_Aim_
Give the rows below as a numbered list, leaving out any blank lines.

_Data for the task_

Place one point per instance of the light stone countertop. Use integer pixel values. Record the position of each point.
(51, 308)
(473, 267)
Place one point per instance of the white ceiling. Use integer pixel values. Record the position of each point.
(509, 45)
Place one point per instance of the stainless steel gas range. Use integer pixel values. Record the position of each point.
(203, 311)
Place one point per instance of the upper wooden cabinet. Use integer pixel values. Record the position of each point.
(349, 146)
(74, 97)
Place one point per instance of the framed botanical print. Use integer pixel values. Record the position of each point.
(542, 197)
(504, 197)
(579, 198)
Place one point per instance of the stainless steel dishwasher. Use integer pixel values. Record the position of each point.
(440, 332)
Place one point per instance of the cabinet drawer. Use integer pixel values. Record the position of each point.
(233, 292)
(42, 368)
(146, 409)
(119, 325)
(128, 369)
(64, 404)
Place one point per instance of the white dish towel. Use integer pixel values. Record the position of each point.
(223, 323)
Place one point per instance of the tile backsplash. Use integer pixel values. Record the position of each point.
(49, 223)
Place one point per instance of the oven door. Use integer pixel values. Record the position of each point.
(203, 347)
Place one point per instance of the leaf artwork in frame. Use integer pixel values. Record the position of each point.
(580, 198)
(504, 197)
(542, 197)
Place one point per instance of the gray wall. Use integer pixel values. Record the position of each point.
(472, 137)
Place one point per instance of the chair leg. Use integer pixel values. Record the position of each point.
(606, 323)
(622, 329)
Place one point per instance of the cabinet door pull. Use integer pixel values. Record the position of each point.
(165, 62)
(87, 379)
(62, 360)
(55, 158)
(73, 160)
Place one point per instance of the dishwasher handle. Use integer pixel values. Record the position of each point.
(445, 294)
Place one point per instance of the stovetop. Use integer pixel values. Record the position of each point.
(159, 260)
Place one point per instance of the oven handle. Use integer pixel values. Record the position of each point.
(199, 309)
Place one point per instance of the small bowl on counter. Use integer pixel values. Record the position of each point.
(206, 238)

_Complete output_
1. Place one point per instance of the light stone countertop. Use integer pixel values. Record the position of each point.
2. (51, 308)
3. (473, 267)
4. Place one point per instance of the white ceiling. Use integer pixel values. Record the position of each point.
5. (509, 45)
6. Place one point per instance of the stainless steel gas range. Use integer pixel values. Record the position of each point.
7. (203, 311)
8. Place one point per instance of the upper wooden cabinet. Use integer pixel values. Record the position of each point.
9. (349, 146)
10. (74, 97)
11. Place one point per instance of the framed botanical print. Use integer pixel values. Record the position of each point.
12. (542, 197)
13. (504, 197)
14. (579, 198)
15. Place one point per instance of the stainless steel dishwasher. Use integer pixel values. Record the position of each point.
16. (440, 332)
17. Place one point per instance of the cabinet drawer. Use integer pixel values. Record the position of each point.
18. (233, 292)
19. (42, 368)
20. (146, 409)
21. (119, 325)
22. (128, 369)
23. (64, 404)
24. Place one point per instance of the white dish towel. Use integer pixel values. Record the position of each point.
25. (223, 323)
26. Place one point per instance of the tile backsplash. Use integer pixel values. Record the position of each point.
27. (49, 223)
28. Place one point per instance of the oven door. Use integer pixel values. Record the position of each point.
29. (203, 347)
30. Place one point per instance of the leaf artwork in frame. Use integer pixel values. Record the position of each point.
31. (580, 198)
32. (504, 197)
33. (542, 197)
34. Place one point per instance of the gray wall. Use integer pixel values. Record the position of each point.
35. (472, 137)
36. Place one point per instance of the chair leg. Use integer pixel values. Record the position of each point.
37. (606, 323)
38. (622, 329)
39. Place one point per instance of the cabinet door pull. Use integer pixel values. Record the position of each point.
40. (165, 62)
41. (87, 379)
42. (62, 360)
43. (55, 158)
44. (73, 160)
45. Place one point per instance of the dishwasher handle. Use integer pixel values. Record the position of each point.
46. (445, 294)
47. Place one point per instance of the stovetop. Use integer pixel values. Record the position of each point.
48. (159, 260)
49. Place one point per instance of the oven handle. Use integer pixel values. Record the position of each point.
50. (199, 309)
51. Place one point per instance of the small bowl on counter. Use integer pixel values. Record the position of each point.
52. (206, 238)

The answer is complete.